Records start
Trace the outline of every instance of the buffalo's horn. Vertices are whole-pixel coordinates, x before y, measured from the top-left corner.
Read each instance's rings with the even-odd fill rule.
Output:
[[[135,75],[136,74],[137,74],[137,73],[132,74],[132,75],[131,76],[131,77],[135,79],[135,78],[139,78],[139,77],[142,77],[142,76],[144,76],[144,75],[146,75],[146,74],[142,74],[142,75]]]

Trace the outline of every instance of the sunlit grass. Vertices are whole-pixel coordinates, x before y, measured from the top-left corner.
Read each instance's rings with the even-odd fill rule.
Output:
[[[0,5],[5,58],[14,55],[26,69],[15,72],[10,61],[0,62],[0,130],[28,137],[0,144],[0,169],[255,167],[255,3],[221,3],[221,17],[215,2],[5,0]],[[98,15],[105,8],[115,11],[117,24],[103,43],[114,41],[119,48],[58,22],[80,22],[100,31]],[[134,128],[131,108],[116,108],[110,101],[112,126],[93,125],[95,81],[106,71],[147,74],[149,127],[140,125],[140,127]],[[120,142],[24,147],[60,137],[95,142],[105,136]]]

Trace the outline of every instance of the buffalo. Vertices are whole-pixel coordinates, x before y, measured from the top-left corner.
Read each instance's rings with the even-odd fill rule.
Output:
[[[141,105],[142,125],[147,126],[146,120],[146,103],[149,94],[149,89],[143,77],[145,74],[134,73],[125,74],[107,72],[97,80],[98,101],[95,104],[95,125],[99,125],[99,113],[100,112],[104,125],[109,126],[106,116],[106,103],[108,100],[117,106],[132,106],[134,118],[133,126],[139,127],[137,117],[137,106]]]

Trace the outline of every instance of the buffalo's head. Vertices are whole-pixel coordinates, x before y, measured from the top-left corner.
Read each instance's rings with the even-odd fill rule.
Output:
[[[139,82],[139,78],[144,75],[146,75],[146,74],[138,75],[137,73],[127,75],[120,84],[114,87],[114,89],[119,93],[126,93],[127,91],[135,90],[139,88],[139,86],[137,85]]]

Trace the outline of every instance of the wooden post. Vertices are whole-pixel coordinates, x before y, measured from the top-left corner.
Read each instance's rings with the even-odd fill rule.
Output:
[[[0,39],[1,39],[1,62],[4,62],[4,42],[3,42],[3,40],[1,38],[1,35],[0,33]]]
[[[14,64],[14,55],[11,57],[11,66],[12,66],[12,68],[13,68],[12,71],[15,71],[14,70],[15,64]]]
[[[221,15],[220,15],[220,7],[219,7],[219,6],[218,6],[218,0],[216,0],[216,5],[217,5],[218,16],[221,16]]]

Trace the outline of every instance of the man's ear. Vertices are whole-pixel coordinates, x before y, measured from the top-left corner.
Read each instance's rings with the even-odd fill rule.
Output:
Records end
Write out the data above again, substituting "integer coordinates" for every occurrence of "whole-pixel coordinates" and changing nothing else.

Exercise output.
Trace the outline of every instance of the buffalo's horn. Vertices are integer coordinates, x before y, measured from the top-left corner.
Read each instance's rings with the even-odd fill rule.
Output:
[[[135,75],[136,74],[137,74],[137,73],[132,74],[132,75],[131,76],[131,77],[135,79],[135,78],[139,78],[139,77],[142,77],[142,76],[144,76],[144,75],[146,75],[146,74],[142,74],[142,75]]]

Trace the outline of every instance of the sunlit grass. Vertices are integer coordinates, x before y, measured from the top-left corner.
Read each instance's rings with the even-odd fill rule.
Output:
[[[0,5],[5,58],[14,55],[26,69],[15,72],[10,61],[0,62],[0,130],[28,137],[0,144],[0,169],[255,167],[255,3],[221,3],[221,17],[215,2],[5,0]],[[98,15],[105,8],[115,11],[117,24],[103,43],[114,41],[119,48],[58,22],[80,22],[100,31]],[[134,128],[131,108],[116,108],[110,101],[112,126],[93,125],[95,81],[106,71],[147,74],[149,127],[140,125],[140,127]],[[120,142],[24,147],[60,137],[95,142],[105,136]]]

Trace the outline of every instance of the buffalo. Vertices are integer coordinates, x before y, measured from the top-left corner.
Read each instance's rings with the even-odd fill rule.
Output:
[[[141,105],[142,125],[147,126],[146,120],[146,103],[149,94],[149,89],[143,77],[145,74],[134,73],[125,74],[107,72],[97,80],[98,101],[95,104],[95,125],[99,125],[99,113],[100,112],[104,125],[109,126],[106,116],[106,103],[108,100],[117,106],[132,106],[134,118],[133,126],[139,127],[137,117],[137,106]]]

Trace the outline of every instance of the buffalo's head. Vertices are integer coordinates, x before y, measured from the top-left corner.
Read each instance's rings with the even-odd fill rule.
Output:
[[[139,82],[139,78],[144,75],[146,75],[146,74],[138,75],[137,73],[127,75],[120,84],[114,87],[114,89],[119,93],[126,93],[127,91],[135,90],[139,88],[139,86],[137,85]]]

Trace the outline of every instance of the wooden post. Vertices are integer coordinates, x before y, measured from the top-left corner.
Read each instance's rings with the even-odd fill rule.
Output:
[[[0,39],[1,39],[1,62],[4,62],[4,42],[3,42],[3,40],[1,38],[1,35],[0,33]]]
[[[14,64],[14,55],[11,57],[11,66],[12,66],[12,68],[13,68],[12,71],[15,71],[14,70],[15,64]]]
[[[221,15],[220,15],[220,7],[219,7],[219,6],[218,6],[218,0],[216,0],[216,5],[217,5],[218,16],[221,16]]]

Trace the outline of every instance of the man's ear. Vertices are integer coordinates, x before y, measured from the top-left corner.
Read each instance's rings with the even-odd fill rule.
Output:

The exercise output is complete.